§ The task:
Reproduce the Friday hike passage word for word, from "On my Friday" to "the water too.".

§ Text excerpt:
· · · · ·

On my Friday hike, I stepped through the vines and searched for snakes. As I looked down at the desiccated wings of a dead vulture on the ground, an owl flew over my head and landed in a branch close enough that I could get a good look at it. I watched a heron hunt fish from just feet away. The sound of monkeys drew me deeper into the forest, and I found a large family of them high in a spiny cedar tree. I watched them till my shoulders hurt, and I couldn’t stop smiling. Nearby, an entire plastic takeout container covered with dust and leaves stood in the shade of a tree, unable to decay like the leaves beneath it. Based on the volume of trash on dry land, surely a lot was in the water too.

· · · · ·

§ Data shown:

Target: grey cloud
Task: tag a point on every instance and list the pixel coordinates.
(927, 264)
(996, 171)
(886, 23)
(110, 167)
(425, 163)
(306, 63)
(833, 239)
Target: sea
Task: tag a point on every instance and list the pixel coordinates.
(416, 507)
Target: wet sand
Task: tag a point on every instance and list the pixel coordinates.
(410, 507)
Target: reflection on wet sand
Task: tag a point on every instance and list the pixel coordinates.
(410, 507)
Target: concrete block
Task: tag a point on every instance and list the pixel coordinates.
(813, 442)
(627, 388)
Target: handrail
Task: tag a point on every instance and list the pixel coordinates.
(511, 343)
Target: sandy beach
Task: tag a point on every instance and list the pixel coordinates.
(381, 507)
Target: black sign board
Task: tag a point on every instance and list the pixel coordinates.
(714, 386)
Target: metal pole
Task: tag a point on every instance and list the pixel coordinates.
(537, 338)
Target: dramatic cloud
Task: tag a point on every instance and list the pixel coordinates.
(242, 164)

· · · · ·

§ Worked answer:
On my Friday hike, I stepped through the vines and searched for snakes. As I looked down at the desiccated wings of a dead vulture on the ground, an owl flew over my head and landed in a branch close enough that I could get a good look at it. I watched a heron hunt fish from just feet away. The sound of monkeys drew me deeper into the forest, and I found a large family of them high in a spiny cedar tree. I watched them till my shoulders hurt, and I couldn’t stop smiling. Nearby, an entire plastic takeout container covered with dust and leaves stood in the shade of a tree, unable to decay like the leaves beneath it. Based on the volume of trash on dry land, surely a lot was in the water too.